Start of Data to process

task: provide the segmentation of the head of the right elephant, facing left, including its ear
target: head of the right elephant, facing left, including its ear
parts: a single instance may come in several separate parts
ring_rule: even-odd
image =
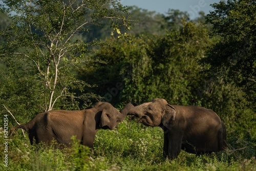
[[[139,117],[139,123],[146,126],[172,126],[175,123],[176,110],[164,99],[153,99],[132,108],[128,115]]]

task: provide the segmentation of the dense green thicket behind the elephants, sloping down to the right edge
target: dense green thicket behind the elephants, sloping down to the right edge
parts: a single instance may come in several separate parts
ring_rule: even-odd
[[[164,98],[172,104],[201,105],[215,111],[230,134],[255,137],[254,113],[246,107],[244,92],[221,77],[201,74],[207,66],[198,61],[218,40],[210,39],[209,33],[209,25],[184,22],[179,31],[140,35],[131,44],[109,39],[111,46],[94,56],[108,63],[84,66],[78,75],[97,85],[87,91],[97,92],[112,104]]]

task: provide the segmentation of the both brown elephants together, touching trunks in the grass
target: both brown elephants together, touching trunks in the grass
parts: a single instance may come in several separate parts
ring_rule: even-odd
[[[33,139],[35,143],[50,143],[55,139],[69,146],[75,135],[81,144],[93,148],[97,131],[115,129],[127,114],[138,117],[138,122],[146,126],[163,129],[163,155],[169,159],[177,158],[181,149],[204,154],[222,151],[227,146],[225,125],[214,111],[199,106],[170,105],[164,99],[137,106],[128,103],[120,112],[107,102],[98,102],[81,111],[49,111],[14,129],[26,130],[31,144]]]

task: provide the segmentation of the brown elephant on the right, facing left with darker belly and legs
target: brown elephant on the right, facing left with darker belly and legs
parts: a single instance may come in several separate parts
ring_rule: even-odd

End of Data to process

» **Required action**:
Show the lines of the records that contain the word "touching".

» **Output for this task**:
task: provide the segmentation of the both brown elephants together, touching trunks in the grass
target: both brown elephants together, touching trunks in the grass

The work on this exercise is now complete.